■ Problem
Copy, word for word, the lines of the entries below between the one with "Target: sauce surface" and the one with "of the herb", inclusive, and leave out everything else.

■ Extracted entries
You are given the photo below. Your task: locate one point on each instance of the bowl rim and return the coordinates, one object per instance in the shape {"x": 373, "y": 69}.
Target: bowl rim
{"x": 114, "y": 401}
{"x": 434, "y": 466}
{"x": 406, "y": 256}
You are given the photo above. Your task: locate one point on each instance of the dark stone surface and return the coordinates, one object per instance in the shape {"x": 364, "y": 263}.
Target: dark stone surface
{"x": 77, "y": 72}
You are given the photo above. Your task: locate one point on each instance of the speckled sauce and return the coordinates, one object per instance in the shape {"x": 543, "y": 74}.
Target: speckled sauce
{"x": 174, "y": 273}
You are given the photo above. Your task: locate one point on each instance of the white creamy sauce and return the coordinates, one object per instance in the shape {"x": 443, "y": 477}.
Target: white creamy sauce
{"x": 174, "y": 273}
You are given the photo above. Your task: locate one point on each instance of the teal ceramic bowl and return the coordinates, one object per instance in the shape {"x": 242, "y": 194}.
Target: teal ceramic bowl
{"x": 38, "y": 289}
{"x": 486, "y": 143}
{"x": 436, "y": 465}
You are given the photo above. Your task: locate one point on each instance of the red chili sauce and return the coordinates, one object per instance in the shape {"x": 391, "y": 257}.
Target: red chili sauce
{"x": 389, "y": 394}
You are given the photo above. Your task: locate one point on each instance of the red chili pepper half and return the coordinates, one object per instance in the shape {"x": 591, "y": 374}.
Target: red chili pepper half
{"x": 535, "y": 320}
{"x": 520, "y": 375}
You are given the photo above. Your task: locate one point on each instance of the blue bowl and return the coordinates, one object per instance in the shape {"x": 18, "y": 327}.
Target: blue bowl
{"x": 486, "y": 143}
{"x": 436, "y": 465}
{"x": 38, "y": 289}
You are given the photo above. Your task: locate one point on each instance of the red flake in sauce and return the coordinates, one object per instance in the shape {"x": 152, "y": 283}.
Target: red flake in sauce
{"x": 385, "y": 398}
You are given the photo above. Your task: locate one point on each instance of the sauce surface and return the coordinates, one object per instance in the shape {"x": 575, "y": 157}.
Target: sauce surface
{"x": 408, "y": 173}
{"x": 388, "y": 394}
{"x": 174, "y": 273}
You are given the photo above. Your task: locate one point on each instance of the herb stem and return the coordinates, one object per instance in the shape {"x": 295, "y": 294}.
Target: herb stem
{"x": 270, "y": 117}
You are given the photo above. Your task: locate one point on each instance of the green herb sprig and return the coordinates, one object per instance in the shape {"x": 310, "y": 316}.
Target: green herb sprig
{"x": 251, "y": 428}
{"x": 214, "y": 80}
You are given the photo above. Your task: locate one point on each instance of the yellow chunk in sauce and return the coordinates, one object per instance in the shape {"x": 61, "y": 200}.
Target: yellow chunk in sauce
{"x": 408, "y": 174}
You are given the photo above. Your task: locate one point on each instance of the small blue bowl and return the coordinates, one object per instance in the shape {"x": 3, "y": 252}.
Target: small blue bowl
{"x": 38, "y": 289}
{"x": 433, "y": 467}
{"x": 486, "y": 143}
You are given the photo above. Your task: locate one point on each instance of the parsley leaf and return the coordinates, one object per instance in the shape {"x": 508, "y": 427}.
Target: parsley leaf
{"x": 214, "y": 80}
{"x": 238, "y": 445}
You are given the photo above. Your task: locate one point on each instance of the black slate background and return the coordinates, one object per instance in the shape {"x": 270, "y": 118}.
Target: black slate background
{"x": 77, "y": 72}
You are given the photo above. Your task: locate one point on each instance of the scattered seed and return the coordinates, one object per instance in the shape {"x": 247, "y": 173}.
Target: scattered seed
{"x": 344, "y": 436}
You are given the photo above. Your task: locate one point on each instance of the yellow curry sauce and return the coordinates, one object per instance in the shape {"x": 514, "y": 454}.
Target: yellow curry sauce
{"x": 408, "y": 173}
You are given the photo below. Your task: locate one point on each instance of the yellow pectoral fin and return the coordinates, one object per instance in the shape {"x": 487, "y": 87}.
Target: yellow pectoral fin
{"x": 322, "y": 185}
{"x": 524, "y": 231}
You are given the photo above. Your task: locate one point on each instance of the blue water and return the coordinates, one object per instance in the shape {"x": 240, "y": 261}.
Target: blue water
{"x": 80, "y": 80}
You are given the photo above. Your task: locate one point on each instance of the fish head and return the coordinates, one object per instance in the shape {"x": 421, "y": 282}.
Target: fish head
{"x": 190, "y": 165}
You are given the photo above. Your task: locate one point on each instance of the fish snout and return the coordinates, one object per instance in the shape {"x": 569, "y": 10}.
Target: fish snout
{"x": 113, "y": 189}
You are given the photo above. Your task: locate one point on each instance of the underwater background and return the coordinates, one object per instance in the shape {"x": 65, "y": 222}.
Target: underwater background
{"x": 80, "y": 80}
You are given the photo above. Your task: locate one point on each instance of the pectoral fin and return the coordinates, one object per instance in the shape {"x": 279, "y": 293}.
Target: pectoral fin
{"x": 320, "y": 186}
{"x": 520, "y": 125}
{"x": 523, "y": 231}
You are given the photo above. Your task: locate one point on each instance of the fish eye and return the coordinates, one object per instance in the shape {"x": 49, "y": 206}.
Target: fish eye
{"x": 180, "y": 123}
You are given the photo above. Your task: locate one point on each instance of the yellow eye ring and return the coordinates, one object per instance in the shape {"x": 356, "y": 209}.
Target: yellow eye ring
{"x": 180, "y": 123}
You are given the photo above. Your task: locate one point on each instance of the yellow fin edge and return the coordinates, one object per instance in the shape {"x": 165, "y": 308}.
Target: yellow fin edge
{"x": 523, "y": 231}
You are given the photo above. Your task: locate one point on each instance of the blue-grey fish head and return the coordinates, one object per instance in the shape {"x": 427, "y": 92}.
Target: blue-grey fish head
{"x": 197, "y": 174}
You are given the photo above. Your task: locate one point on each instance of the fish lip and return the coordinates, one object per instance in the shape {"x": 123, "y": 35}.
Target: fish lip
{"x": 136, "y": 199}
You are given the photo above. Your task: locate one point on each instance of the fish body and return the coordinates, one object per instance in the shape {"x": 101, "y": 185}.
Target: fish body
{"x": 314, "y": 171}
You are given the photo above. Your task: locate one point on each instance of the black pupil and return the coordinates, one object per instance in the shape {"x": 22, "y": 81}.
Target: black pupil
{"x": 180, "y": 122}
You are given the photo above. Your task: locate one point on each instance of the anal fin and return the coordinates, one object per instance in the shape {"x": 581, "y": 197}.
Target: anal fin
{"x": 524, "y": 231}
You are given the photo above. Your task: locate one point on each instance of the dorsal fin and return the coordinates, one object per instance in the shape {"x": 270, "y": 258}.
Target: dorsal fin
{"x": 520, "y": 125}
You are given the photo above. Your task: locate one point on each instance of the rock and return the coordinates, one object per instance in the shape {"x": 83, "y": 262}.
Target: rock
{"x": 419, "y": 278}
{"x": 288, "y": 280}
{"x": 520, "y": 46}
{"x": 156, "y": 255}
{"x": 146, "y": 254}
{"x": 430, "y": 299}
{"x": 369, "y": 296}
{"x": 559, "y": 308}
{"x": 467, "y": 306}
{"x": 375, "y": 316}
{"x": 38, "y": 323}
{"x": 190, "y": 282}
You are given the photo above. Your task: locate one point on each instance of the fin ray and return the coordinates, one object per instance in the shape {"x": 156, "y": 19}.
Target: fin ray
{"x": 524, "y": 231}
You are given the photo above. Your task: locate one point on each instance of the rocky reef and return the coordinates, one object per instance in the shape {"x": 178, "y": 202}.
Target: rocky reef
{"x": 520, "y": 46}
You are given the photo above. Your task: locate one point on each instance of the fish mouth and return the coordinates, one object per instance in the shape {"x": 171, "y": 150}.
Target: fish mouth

■ Result of this task
Target: sauce surface
{"x": 408, "y": 173}
{"x": 388, "y": 394}
{"x": 174, "y": 273}
You are given the photo above. Your task: locate one point on each instance of the herb stem and return the coordinates, one object per instance in the shape {"x": 295, "y": 294}.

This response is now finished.